• _EXERCISE TEXT_:
== Segment start ==

For many students making the transition from secondary school to university can be a difficult experience. Their teachers have probably told them that they can be expected to learn more & work harder, but the students don’t really know what that entails beyond doing ‘more of the same’. (They may also have been told that at uni it’s ‘sink or swim’, & that they’ll be left pretty much to their own devices – it was nice to hear from a group of our class reps that they hadn’t found this to be the case and that they felt their learning was well supported.)
Unfortunately doing more of the same, and just doing it harder, may not be a good coping strategy when it comes to self-directed learning. Certainly our experience in first-year biology this year was that many students simply seemed unaware of, or unprepared for, the need to do more than simply attend lectures (or watch them on panopto). And as Maryellen Weimer points out in her excellent blog on The Teaching Professor, there are an awful lot of distractions: new friends, new social opportunities, new jobs… Plus students can find it hard to recognise when they do or don’t understand something, equating familiarity with knowledge, and are used to a lot more teacher guidance.
And as Maryellen points out,
Additionally, there’s the reluctance of students to change their approaches. When asked what they plan to do differently for the next exam, students often respond that they’ll do what they did for the previous one, only they’ll do it more. Dembo and Seli’s research shows that even after successfully completing developmental courses that teach learning strategies, students didn’t change their approaches. Finally, and even more fundamentally, strategies may be known and understood, but unless they’re applied, they’re worthless.

== Segment end ==

• _EXERCISE REQUIREMENTS_:
• 1. In the passage on the move from secondary school to university, what do students often say when asked what they plan to do differently for the next exam?
• 2. Please continue the passage on the move from secondary school to university, starting right after its final sentence.

• _RECORDED INFORMATION_:
== Segment start ==

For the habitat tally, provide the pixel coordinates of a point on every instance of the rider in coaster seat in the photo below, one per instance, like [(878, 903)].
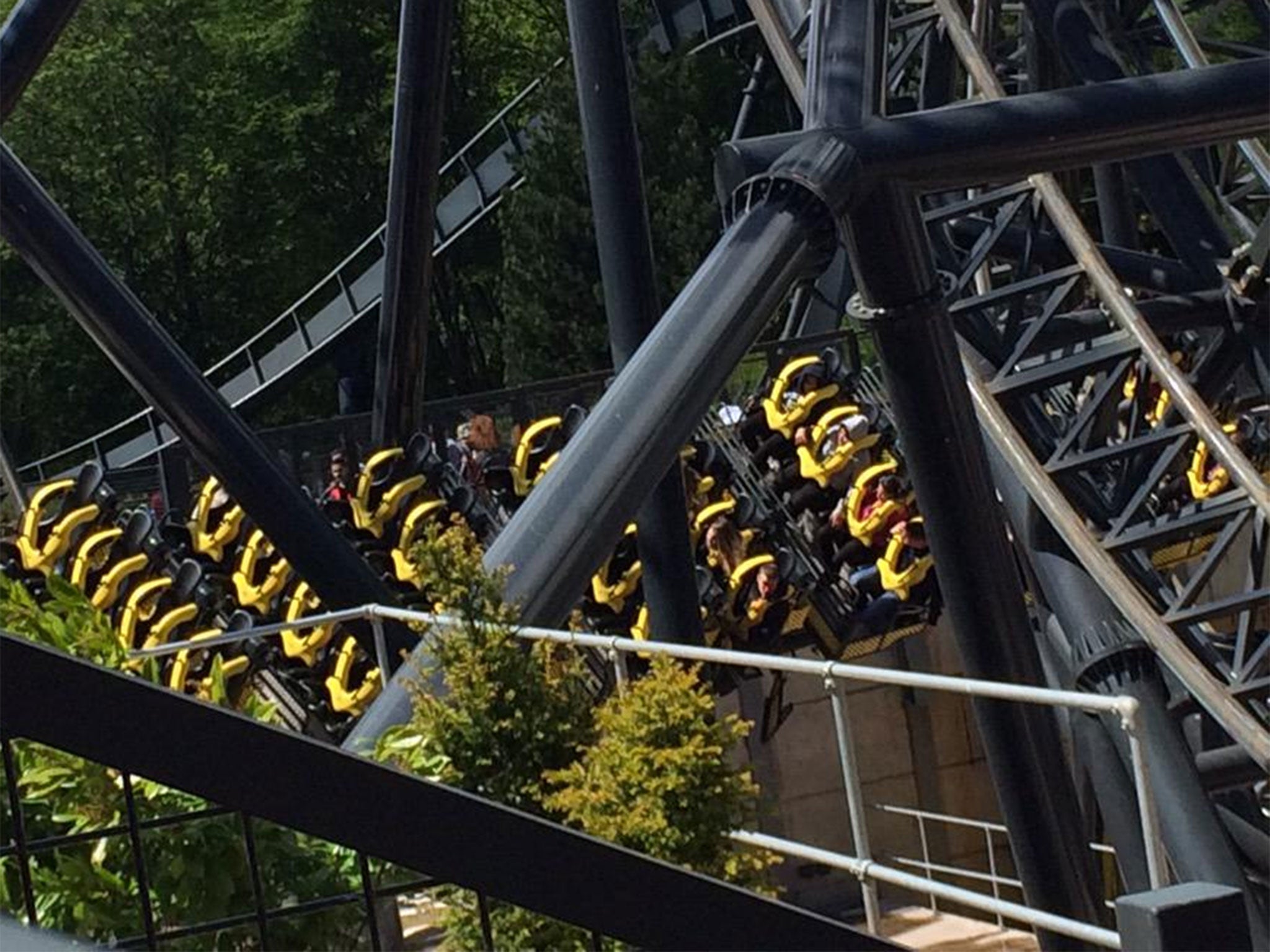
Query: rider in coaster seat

== Segment end ==

• _TASK RESULTS_:
• 1. They say they'll do what they did for the previous exam, only more of it.

• 2.
This is something I hear quite often, from students who’ve been asked to see me because their teachers have identified that the students are struggling. The idea that continuing to do the same, but more & harder, is a hard one to shift sometimes.
But over on The Teaching Professor, you’ll find some useful suggestions for turning this around. Some of these, such as moving to earlier assessment, are changes we’re already making, but there are clearly other tools to use as well. And as our student cohorts’ demographics continue to change (we’re seeing an increasing number of first-in-family enrolments, for example), there’s an urgent need for universities to adapt in turn. Expert teachers such as Dr Weimer can help us with this.